Your goal:
Report each line of the entries below that includes "giving".

=-=-=

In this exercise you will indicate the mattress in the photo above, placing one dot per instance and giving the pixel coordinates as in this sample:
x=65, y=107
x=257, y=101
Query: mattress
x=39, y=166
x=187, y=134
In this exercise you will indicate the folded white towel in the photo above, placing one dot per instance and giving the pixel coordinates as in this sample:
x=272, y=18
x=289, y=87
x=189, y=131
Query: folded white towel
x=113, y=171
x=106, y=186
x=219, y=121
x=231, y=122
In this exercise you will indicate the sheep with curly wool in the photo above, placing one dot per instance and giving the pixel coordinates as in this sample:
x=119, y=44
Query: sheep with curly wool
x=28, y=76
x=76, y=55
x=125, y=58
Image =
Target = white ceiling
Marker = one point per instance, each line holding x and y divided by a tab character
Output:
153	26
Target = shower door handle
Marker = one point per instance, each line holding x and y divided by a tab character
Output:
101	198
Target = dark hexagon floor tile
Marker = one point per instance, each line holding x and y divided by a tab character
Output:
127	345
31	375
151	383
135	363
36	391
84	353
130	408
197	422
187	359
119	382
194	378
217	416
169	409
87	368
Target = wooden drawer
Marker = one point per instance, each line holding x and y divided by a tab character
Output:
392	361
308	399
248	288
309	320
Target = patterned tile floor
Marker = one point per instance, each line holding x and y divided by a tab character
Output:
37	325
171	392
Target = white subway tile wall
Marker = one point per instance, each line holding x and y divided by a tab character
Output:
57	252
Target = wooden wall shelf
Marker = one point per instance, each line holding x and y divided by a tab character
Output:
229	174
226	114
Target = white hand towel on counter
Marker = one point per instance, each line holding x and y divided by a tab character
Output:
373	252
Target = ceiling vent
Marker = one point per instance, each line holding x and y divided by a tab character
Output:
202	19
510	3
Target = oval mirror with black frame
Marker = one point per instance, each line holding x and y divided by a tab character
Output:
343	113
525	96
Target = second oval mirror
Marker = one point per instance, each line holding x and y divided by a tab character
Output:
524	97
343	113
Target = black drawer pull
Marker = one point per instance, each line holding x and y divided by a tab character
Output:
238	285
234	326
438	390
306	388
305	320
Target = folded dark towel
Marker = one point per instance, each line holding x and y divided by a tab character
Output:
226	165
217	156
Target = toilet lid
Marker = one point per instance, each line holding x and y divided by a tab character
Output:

=-=-=

Reply:
In this exercise you will indicate the mattress in the photo above, placing one dot per instance and giving the pixel coordinates as in this sample:
In this exercise you will indicate the folded white towel in the photo above, placing one dot per instance and giving the pixel coordinates as in this sample:
In this exercise you will indicate the sheep with curly wool in the photo above, placing one dot per instance and giving the pixel coordinates as in this sample:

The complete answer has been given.